The first influential challenge along these lines was mounted by Richard Shweder and colleagues who argued that the sort of normative judgments that Turiel would classify as conventional play a much smaller role in many non-Western societies, and that in those societies the moral domain—the class of transgressions that Turiel’s test or something in that vicinity would classify as moral—includes a wide range of actions in which no one is harmed, no injustice is done, and no rights are violated.
Much of the evidence Shweder offered for this claim came from an extensive study of the normative judgments of orthodox Hindus in India and of Christians and Jews in the USA (Shweder, Mahapatra, & Miller 1987). The Indian participants lived in a residential community surrounding an eleventh and twelfth century Hindu temple in the city of Bhubaneswar. The Americans were recruited from a middle class neighborhood near the University of Chicago. The study collected judgments about a wide range of normatively regulated practices including
forms of address…, sleeping arrangements, incest avoidance, dietary practices, forms of dress, … begging, nepotism, monogamy, wife beating, … the protection of persons from physical and psychological harm, funeral rites …. (1987: 4)

_DATA BLOCK_:
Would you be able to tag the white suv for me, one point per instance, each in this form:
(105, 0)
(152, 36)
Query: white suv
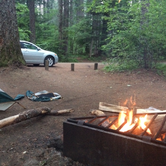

_WRITTEN PROBLEM 1_:
Please copy out the passage on Shweder's challenge from "Much of the" up to and including "rites …. (1987: 4)".
_WRITTEN PROBLEM 2_:
Summarize the passage on Shweder's challenge in two sentences.
_WRITTEN PROBLEM 3_:
According to the passage on Shweder's challenge, where did the Indian participants in the study live?

_EXERCISE OUTPUT 1_:
Much of the evidence Shweder offered for this claim came from an extensive study of the normative judgments of orthodox Hindus in India and of Christians and Jews in the USA (Shweder, Mahapatra, & Miller 1987). The Indian participants lived in a residential community surrounding an eleventh and twelfth century Hindu temple in the city of Bhubaneswar. The Americans were recruited from a middle class neighborhood near the University of Chicago. The study collected judgments about a wide range of normatively regulated practices including
forms of address…, sleeping arrangements, incest avoidance, dietary practices, forms of dress, … begging, nepotism, monogamy, wife beating, … the protection of persons from physical and psychological harm, funeral rites …. (1987: 4)

_EXERCISE OUTPUT 2_:
Richard Shweder and colleagues argued that normative judgments Turiel would call conventional matter much less in many non-Western societies, where the moral domain includes many actions involving no harm, injustice, or rights violation. Much of their evidence came from a study comparing the normative judgments of orthodox Hindus in Bhubaneswar, India, with those of Christians and Jews from a middle class Chicago neighborhood across a wide range of practices.

_EXERCISE OUTPUT 3_:
They lived in a residential community surrounding an eleventh and twelfth century Hindu temple in the city of Bhubaneswar.